#### Latihan Singkat 1:
Dalam berita tentang kemasan makanan di bawah, siapa nama Kepala Bidang Sertifikasi Layanan Konsumen BBPOM Surabaya?
#### Latihan Singkat 2:
Tuliskan ulang tanpa perubahan bagian berita tentang kemasan makanan di bawah, mulai dari "Meskipun belum cukup" sampai "mengganggu kesehatan manusia.".

#### Teks Sumber:
------------------------------------
Surabaya (ANTARA News) - Balai Besar Pengawas Obat dan Makanan (BBPOM) Surabaya mengingatkan masyarakat mengenai penggunaan kemasan makanan terutama produk proses pencampuran kimiawi yang berbahaya bagi kesehatan.
Kepala Bidang Sertifikasi Layanan Konsumen BBPOM Surabaya, Endang Windowati, di Surabaya, Senin, mengatakan, ada lima bahan dasar kemasan makanan yang selama ini banyak digunakan oleh industri makanan.
"Kami masih melakukan penelitian atas kelima bahan kemasan makanan, yakni kantong kresek, `styrofoam`, `plastic polivinil klorida` (PVC), `plastic polietilen` (PE), dan `polipropilen` (PP)," katanya.
Meskipun belum cukup bukti untuk menyatakan bahaya atas penggunaan bahan kemasan makanan tersebut, proses daur ulang yang menggunakan bahan kimia berbahaya sulit dilacak.
"Kami tidak tahu, apakah plastik kresek yang digunakan untuk wadah makanan, ternyata sebelum didaur ulang merupakan bekas kotoran anjing, kotoran manusia, atau wadah limbah rumah sakit," katanya.
Oleh sebab itu, dia meminta masyarakat untuk berhati-hati menggunakan kantong plastik daur ulang, terutama untuk kemasan makanan.
Ia menjelaskan, kotoran yang terbawa pada saat proses daur ulang dan pencampuran bahan kimia bisa mengganggu kesehatan manusia.
------------------------------------
Catatan anotasi koordinat:
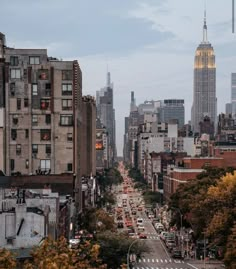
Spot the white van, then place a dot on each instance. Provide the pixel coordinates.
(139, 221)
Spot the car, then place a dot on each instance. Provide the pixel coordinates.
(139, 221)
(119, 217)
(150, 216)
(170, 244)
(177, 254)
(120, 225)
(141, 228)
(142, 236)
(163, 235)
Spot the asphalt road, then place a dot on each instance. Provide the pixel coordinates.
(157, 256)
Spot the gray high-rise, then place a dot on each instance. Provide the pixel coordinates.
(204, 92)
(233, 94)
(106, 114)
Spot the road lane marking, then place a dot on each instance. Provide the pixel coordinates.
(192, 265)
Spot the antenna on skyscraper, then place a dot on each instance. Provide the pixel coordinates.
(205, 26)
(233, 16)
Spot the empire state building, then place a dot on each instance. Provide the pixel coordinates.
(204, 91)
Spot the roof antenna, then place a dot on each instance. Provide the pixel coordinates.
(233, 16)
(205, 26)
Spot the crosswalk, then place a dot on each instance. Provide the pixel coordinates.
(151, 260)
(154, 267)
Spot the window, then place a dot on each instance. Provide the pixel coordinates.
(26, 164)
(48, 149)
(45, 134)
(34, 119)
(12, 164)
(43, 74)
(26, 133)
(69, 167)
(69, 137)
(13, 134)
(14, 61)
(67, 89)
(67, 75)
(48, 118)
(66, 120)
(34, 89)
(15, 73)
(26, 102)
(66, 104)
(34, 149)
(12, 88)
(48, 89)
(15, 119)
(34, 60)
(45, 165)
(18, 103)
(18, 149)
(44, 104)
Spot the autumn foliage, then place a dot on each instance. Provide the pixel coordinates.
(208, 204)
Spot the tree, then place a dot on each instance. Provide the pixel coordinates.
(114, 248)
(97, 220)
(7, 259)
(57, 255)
------------------------------------
#### Jawaban Benar 1:
Endang Windowati.

#### Jawaban Benar 2:
Meskipun belum cukup bukti untuk menyatakan bahaya atas penggunaan bahan kemasan makanan tersebut, proses daur ulang yang menggunakan bahan kimia berbahaya sulit dilacak.
"Kami tidak tahu, apakah plastik kresek yang digunakan untuk wadah makanan, ternyata sebelum didaur ulang merupakan bekas kotoran anjing, kotoran manusia, atau wadah limbah rumah sakit," katanya.
Oleh sebab itu, dia meminta masyarakat untuk berhati-hati menggunakan kantong plastik daur ulang, terutama untuk kemasan makanan.
Ia menjelaskan, kotoran yang terbawa pada saat proses daur ulang dan pencampuran bahan kimia bisa mengganggu kesehatan manusia.